**YOUR GOAL:** Return each line from the items below that contains the word "wall".

**PROVIDED RECORDS:**
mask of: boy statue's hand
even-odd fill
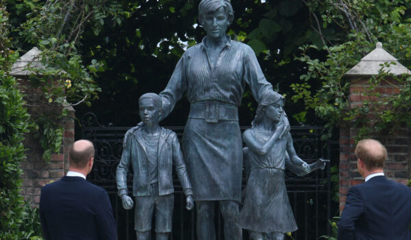
[[[187,206],[186,206],[186,208],[187,208],[187,209],[188,210],[192,209],[192,208],[194,207],[194,200],[192,200],[192,195],[189,195],[187,196],[186,202],[187,202]]]
[[[121,196],[121,201],[123,202],[123,207],[124,209],[132,209],[133,205],[134,204],[132,197],[125,194]]]
[[[303,163],[301,167],[303,168],[304,175],[308,174],[311,171],[311,167],[310,167],[310,165],[307,163]]]

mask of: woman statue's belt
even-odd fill
[[[189,119],[204,119],[208,123],[238,121],[237,106],[219,101],[201,101],[190,106]]]

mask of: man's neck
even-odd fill
[[[83,174],[84,176],[86,176],[87,174],[88,173],[87,172],[87,170],[86,170],[86,169],[78,169],[78,168],[75,168],[75,167],[70,167],[68,169],[68,171],[75,171],[77,173]]]
[[[374,177],[374,174],[375,174],[375,173],[378,173],[377,175],[381,175],[381,174],[384,175],[384,169],[379,169],[367,171],[366,173],[364,173],[364,178],[365,178],[366,180],[369,180],[371,178]]]

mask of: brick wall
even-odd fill
[[[374,88],[373,93],[380,95],[369,96],[363,93],[366,91],[368,79],[353,78],[351,80],[350,108],[362,106],[364,100],[376,101],[379,97],[399,94],[396,86],[398,82],[388,79]],[[389,107],[389,106],[386,106]],[[372,119],[371,113],[368,116]],[[344,122],[340,128],[340,211],[345,204],[347,193],[351,186],[364,182],[364,178],[357,170],[357,158],[354,154],[357,130],[349,122]],[[400,128],[392,134],[373,136],[379,141],[387,149],[388,159],[384,166],[384,173],[390,179],[407,184],[411,177],[411,131]]]
[[[42,104],[42,95],[38,89],[32,89],[31,85],[24,80],[21,80],[20,82],[22,91],[35,102],[27,105],[29,113],[34,116],[45,112],[48,115],[50,112],[61,114],[62,106],[54,108]],[[71,107],[68,110],[68,115],[60,123],[64,128],[60,151],[58,154],[53,154],[49,161],[42,159],[43,150],[38,139],[34,137],[34,134],[30,132],[25,135],[24,145],[27,150],[25,152],[26,159],[21,165],[23,170],[21,194],[32,206],[38,206],[40,202],[41,187],[61,178],[68,169],[68,151],[74,142],[75,111]]]

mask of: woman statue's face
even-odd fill
[[[210,38],[219,38],[225,36],[225,31],[229,25],[229,21],[224,8],[220,7],[214,13],[206,15],[203,20],[203,25],[207,36]]]

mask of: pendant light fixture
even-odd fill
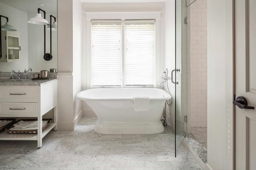
[[[52,24],[52,18],[54,19],[53,23]],[[52,31],[57,31],[57,22],[56,21],[56,17],[52,15],[50,15],[50,25],[47,27],[47,30],[50,30],[50,50],[51,56],[52,58]]]
[[[1,18],[5,18],[6,19],[6,22],[5,22],[5,24],[4,25],[2,25],[1,23]],[[0,29],[0,59],[2,57],[2,31],[16,31],[17,30],[13,27],[13,26],[11,26],[8,23],[9,21],[9,18],[7,16],[3,16],[0,15],[0,27],[1,27],[1,29]]]
[[[41,14],[40,13],[40,11],[41,11],[44,13],[44,18],[42,17]],[[36,14],[36,16],[34,17],[30,18],[30,19],[29,20],[28,22],[32,24],[44,25],[44,59],[45,59],[45,60],[46,61],[50,61],[52,59],[52,56],[51,55],[51,54],[46,53],[46,25],[49,24],[47,20],[46,19],[46,12],[45,11],[44,11],[40,8],[38,8],[37,9],[37,13]]]

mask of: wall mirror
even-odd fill
[[[57,0],[0,0],[0,71],[57,69]]]

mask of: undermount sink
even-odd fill
[[[22,82],[25,81],[29,81],[31,80],[31,79],[4,79],[0,80],[1,82],[5,83],[13,83],[13,82]]]

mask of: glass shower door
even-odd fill
[[[176,0],[175,156],[186,132],[187,82],[190,79],[187,68],[187,25],[186,0]]]

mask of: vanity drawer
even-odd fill
[[[37,115],[37,103],[0,103],[0,117],[3,115]]]
[[[0,87],[1,102],[37,102],[37,87]]]

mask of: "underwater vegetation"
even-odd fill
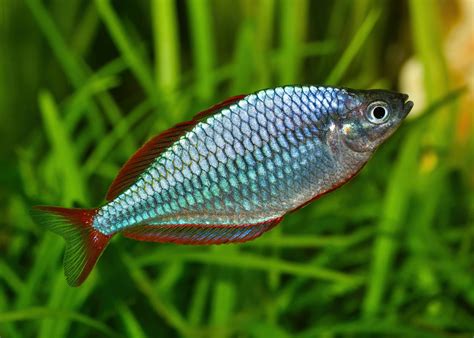
[[[0,1],[0,337],[471,337],[470,0]],[[151,136],[286,84],[404,92],[347,185],[254,241],[116,236],[80,288],[36,204],[104,203]]]

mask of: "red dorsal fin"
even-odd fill
[[[111,201],[130,187],[147,168],[163,151],[170,145],[179,140],[187,131],[194,128],[194,126],[206,117],[212,116],[231,104],[241,100],[246,95],[239,95],[231,97],[211,108],[198,113],[192,120],[179,123],[174,127],[154,136],[151,140],[145,143],[138,149],[135,154],[123,165],[117,177],[110,185],[107,192],[106,199]]]

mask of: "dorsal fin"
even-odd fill
[[[242,100],[246,96],[247,95],[236,95],[236,96],[229,97],[228,99],[222,101],[221,103],[215,104],[211,108],[203,110],[200,113],[197,113],[196,115],[194,115],[193,121],[200,121],[205,117],[212,116],[215,113],[223,110],[224,108],[231,106],[233,103]]]
[[[141,146],[135,154],[123,165],[117,177],[110,185],[106,195],[106,200],[111,201],[130,187],[162,152],[170,145],[179,140],[187,131],[206,117],[212,116],[231,104],[241,100],[246,95],[231,97],[211,108],[196,114],[192,120],[178,123],[174,127],[165,130],[161,134],[154,136],[151,140]]]

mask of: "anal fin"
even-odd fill
[[[222,244],[246,242],[270,230],[282,217],[243,225],[140,225],[123,231],[123,235],[138,241],[177,244]]]

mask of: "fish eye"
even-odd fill
[[[367,108],[367,118],[375,124],[382,124],[388,120],[390,116],[390,107],[386,102],[373,102]]]

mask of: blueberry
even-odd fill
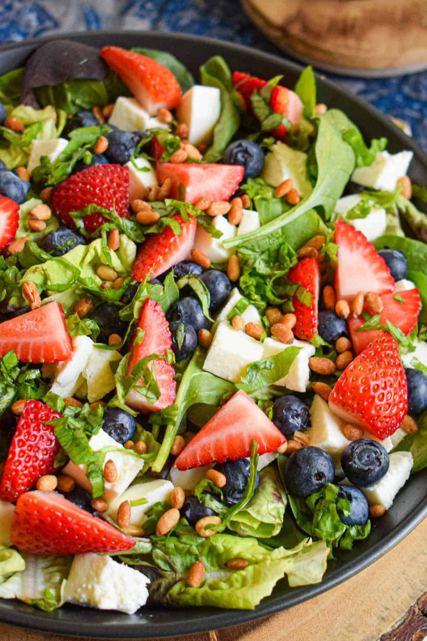
[[[265,156],[259,145],[253,140],[236,140],[225,149],[224,162],[227,165],[242,165],[244,178],[256,178],[264,169]]]
[[[405,370],[408,381],[408,413],[421,414],[427,410],[427,378],[417,369]]]
[[[286,461],[285,483],[291,494],[309,496],[325,483],[333,483],[335,466],[330,454],[307,445],[293,452]]]
[[[89,164],[85,163],[83,158],[81,160],[79,160],[78,162],[76,162],[74,165],[73,173],[77,174],[77,171],[83,171],[83,169],[87,169],[88,167],[97,167],[98,165],[108,164],[108,161],[102,154],[92,154],[92,157],[90,159]]]
[[[347,336],[347,324],[335,312],[322,310],[319,312],[318,331],[323,340],[333,344],[341,336]]]
[[[231,281],[219,269],[209,269],[200,276],[211,295],[209,311],[216,312],[225,303],[231,292]]]
[[[184,296],[172,305],[167,319],[170,323],[178,320],[184,325],[191,325],[196,331],[211,327],[211,321],[204,315],[200,303],[191,296]]]
[[[181,509],[181,516],[186,519],[193,528],[199,519],[216,515],[216,512],[209,508],[205,508],[204,505],[202,505],[194,494],[190,494],[187,497]]]
[[[123,444],[130,440],[136,424],[133,416],[118,407],[106,407],[104,410],[102,429],[118,443]]]
[[[395,281],[406,278],[408,274],[408,262],[405,258],[405,254],[400,249],[382,249],[378,252],[382,256],[390,273]]]
[[[369,516],[369,506],[364,493],[353,485],[339,485],[338,497],[350,502],[350,513],[344,517],[338,511],[339,520],[344,525],[366,525]]]
[[[247,458],[238,458],[236,461],[226,461],[217,463],[214,469],[225,475],[227,483],[222,487],[224,503],[227,505],[238,503],[243,495],[246,484],[250,473],[250,464]],[[258,485],[259,477],[257,472],[255,487]]]
[[[351,441],[341,454],[341,467],[350,483],[367,487],[380,481],[389,469],[387,451],[377,441],[359,438]]]
[[[173,276],[175,278],[182,278],[188,274],[193,274],[195,276],[200,276],[202,272],[203,269],[200,265],[191,260],[183,260],[173,267]]]
[[[117,303],[101,303],[94,307],[88,317],[96,320],[101,329],[98,340],[103,343],[108,342],[111,334],[118,334],[123,337],[127,329],[127,323],[118,315],[122,306]]]
[[[282,434],[307,429],[310,412],[305,403],[293,394],[277,399],[273,408],[273,422]]]
[[[29,183],[21,180],[12,171],[0,171],[0,196],[6,196],[22,204],[27,199]]]
[[[87,241],[85,237],[76,229],[69,229],[68,227],[58,227],[57,229],[54,229],[45,236],[42,241],[42,249],[45,251],[52,252],[52,256],[63,256],[77,245],[86,244]]]
[[[106,138],[108,147],[104,152],[105,156],[109,162],[119,165],[126,164],[141,140],[136,131],[122,131],[115,128],[106,134]]]
[[[181,324],[184,327],[184,334],[180,347],[177,340],[177,331]],[[172,335],[172,350],[175,354],[175,360],[177,363],[179,363],[192,354],[197,347],[197,334],[191,325],[184,325],[179,320],[171,322],[169,329]]]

**SOLUTION TO THIS PROBLEM:**
mask of: brick wall
mask of: wall mirror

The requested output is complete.